TEXT UNDER STUDY>
ESCAPE FROM L.A. **** USA 1996 Dir: John Carpenter. 99 mins
Paramount gave Carpenter his biggest budget to date to make his only sequel as director : the result, co-written with Debra Hill and Kurt Russell, was one of the most bleakest “fun” movies of the 1990’s. It follows other big 90’s sequels by reworking its predecessor’s plot: by the year 2013, L.A. is excluded from the U.S. mainland, becoming an “island of the damned” for those guilty of “moral crimes”. A Trumpian wall was built around the previous City of Angels, with the rest of America cleaned up (no smoking, no red meat, no foul language, etc.) and society’s most unsavoury characters (prostitutes, runaways, Pam Grier’s transgender carjacker) deported. The country has a cowardly right-wing bastard for a President (Cliff Robertson) who wants to make America great again and alludes to The Final Solution as a positive. When his daughter is stranded with a gang of revolutionaries in L.A., war hero / traitor Snake Plissken is promised a full pardon (“Sounds familiar” he growls) if he rescues her and the black box she stole.

Dataset entries:

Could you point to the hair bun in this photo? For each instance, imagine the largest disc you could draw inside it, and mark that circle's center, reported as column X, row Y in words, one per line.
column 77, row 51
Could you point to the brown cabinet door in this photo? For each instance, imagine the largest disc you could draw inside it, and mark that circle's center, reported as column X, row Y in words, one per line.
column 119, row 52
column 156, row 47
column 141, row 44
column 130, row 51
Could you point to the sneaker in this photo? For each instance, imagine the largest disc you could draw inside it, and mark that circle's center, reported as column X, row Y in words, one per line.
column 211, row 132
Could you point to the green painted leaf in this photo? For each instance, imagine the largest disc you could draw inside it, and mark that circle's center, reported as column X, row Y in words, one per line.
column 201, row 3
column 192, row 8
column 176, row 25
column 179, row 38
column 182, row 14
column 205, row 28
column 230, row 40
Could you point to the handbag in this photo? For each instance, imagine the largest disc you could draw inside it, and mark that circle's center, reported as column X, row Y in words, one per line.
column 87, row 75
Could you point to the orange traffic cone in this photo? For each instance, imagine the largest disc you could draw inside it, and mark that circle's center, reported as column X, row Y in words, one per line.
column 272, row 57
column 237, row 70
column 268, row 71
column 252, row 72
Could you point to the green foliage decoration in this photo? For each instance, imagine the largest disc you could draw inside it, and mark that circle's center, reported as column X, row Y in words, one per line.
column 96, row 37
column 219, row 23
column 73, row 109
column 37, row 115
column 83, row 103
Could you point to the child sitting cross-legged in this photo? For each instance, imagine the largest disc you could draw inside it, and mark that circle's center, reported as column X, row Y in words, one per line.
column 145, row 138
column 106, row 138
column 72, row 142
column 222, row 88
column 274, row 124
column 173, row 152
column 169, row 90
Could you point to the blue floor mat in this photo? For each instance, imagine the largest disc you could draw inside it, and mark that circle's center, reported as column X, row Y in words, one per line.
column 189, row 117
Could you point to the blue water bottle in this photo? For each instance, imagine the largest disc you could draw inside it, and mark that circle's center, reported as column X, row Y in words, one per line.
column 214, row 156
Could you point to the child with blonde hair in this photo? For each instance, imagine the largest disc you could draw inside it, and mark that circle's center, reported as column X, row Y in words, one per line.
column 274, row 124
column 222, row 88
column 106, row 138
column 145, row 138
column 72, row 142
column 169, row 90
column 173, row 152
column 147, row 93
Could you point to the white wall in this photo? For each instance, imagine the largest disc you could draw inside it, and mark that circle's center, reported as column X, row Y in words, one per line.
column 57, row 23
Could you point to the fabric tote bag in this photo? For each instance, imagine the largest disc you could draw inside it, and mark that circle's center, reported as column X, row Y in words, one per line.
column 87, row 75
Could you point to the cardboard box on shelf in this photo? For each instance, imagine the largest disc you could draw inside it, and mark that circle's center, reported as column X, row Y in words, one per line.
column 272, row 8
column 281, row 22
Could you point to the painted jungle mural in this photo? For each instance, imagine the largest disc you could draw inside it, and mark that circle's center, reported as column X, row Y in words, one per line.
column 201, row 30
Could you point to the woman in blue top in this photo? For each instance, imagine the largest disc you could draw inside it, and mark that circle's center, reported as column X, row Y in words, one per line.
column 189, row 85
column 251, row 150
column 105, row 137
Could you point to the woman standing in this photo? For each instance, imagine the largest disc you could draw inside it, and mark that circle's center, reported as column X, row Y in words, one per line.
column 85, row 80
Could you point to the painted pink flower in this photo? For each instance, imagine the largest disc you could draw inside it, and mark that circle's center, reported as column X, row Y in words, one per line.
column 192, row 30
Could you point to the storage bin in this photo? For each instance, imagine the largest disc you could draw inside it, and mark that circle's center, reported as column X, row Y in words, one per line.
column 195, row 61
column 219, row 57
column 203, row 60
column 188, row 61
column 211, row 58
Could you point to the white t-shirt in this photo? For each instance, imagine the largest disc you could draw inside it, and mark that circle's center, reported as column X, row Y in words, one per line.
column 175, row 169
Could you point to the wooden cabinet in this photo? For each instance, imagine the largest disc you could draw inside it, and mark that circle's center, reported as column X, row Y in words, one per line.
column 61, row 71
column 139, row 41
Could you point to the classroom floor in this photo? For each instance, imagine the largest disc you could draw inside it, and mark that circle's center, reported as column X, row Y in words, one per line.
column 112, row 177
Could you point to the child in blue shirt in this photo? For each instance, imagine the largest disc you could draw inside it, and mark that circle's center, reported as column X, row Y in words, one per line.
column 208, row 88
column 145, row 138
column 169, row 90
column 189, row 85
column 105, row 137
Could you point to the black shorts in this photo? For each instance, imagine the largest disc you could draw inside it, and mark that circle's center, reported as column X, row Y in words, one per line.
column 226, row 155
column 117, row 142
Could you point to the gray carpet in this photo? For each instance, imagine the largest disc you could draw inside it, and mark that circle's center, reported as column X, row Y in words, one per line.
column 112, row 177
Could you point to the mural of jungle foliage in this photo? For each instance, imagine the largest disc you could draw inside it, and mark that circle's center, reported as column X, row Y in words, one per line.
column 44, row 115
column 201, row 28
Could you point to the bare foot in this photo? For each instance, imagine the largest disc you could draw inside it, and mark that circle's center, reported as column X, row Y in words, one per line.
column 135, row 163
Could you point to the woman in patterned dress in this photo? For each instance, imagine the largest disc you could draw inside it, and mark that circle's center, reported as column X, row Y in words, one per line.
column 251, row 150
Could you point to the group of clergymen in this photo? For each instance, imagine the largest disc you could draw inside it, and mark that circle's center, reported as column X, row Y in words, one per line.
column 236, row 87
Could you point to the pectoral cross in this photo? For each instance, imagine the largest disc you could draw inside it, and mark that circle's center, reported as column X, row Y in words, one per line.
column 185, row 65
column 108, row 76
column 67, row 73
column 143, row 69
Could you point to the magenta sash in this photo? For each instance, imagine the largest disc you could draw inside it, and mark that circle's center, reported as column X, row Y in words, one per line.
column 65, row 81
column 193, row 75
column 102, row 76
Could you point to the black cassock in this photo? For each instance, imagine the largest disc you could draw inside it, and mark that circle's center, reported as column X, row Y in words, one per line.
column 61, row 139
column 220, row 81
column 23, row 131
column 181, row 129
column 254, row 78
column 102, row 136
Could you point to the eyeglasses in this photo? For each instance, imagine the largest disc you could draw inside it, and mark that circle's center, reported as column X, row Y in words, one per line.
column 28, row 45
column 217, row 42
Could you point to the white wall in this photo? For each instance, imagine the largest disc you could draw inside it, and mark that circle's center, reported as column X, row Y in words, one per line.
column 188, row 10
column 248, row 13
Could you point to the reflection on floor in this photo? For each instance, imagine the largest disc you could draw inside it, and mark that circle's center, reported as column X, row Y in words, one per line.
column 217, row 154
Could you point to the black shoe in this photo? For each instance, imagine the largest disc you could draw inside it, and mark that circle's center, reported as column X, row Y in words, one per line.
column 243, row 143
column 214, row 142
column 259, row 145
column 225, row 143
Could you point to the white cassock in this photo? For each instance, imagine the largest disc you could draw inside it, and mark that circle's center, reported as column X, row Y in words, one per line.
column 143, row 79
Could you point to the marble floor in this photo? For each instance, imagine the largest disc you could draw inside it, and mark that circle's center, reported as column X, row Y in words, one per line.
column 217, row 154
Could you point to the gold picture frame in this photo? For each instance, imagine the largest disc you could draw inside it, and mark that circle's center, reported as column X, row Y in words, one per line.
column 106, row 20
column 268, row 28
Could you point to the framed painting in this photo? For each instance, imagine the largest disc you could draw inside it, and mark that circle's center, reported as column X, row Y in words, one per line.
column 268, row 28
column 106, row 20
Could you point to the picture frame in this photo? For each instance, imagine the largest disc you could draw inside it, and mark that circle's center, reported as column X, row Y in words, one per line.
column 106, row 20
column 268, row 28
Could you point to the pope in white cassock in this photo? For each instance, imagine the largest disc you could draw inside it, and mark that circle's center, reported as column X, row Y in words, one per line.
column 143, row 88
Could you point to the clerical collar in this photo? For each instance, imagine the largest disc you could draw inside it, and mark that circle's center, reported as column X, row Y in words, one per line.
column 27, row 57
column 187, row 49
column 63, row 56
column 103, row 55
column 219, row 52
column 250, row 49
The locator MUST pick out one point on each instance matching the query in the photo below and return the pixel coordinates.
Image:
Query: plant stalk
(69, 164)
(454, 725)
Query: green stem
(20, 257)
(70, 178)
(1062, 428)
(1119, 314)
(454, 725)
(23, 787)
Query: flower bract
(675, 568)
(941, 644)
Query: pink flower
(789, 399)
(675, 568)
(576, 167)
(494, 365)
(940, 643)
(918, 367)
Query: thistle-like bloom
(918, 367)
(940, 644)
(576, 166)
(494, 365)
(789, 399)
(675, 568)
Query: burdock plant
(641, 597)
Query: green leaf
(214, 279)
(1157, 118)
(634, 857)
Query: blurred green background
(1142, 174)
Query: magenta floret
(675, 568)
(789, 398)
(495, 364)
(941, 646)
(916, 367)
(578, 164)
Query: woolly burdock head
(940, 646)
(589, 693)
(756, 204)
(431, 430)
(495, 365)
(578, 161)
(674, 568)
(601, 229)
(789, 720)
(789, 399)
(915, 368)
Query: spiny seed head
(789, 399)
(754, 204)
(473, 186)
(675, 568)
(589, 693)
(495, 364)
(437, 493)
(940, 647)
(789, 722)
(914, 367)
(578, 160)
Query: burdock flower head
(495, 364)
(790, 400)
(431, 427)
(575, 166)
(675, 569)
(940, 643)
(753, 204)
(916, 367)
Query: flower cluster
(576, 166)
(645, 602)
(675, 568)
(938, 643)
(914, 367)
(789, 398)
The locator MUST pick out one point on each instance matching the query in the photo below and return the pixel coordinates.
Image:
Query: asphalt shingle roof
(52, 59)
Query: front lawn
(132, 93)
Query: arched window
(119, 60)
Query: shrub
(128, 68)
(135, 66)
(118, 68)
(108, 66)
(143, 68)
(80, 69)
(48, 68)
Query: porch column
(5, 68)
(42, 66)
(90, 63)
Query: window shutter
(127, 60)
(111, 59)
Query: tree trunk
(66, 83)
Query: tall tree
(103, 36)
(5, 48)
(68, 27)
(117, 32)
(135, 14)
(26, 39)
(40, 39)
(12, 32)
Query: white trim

REQUIRED ACTIONS>
1. According to the Escape from L.A. review, who co-wrote the film with John Carpenter?
2. Continue the Escape from L.A. review from the point where it stops.

RESULTS FOR EACH TASK>
1. Debra Hill and Kurt Russell.

2.
Ostensibly a big budget, more self-conscious remake of the earlier film – complete with “I thought you’d be taller…” replacing “I thought you were dead…” as the running gag – this sees Snake encountering a fresh selection of oddballs in a walled-off city. Steve Buscemi is a hoot as the relentlessly chirpy “Maps to the Stars Eddie”, still persisting with his celebrity tours despite the death of the entertainment industry; Peter Fonda’s ageing hippy surfs with Snake down Wilshire Boulevard via some memorably awful mid-90’s CGI and Bruce Campbell oversees a clinic of plastic surgery fails as the “Surgeon General of Beverly Hills”. It hasn’t aged as well as its older predecessor thanks to the prominent grunge music, holograms and digital FX, but its vision of a decadent future L.A. is wonderfully sour : Sunset Boulevard reduced to rubble, the Hollywood sign on fire and Disney Land in ruins (“the place kept changing owners…finally went bankrupt…”). Despite the Hollywood budget, it’s as loveably anarchic and bitter as the original and reworks NEW YORK’s cynical sign-off with one of the most subversive mainstream endings of the period: Snake scoffs “Land of the free…” and breaks the fourth wall while casually sending humanity back to the Dark Ages. Just because he can.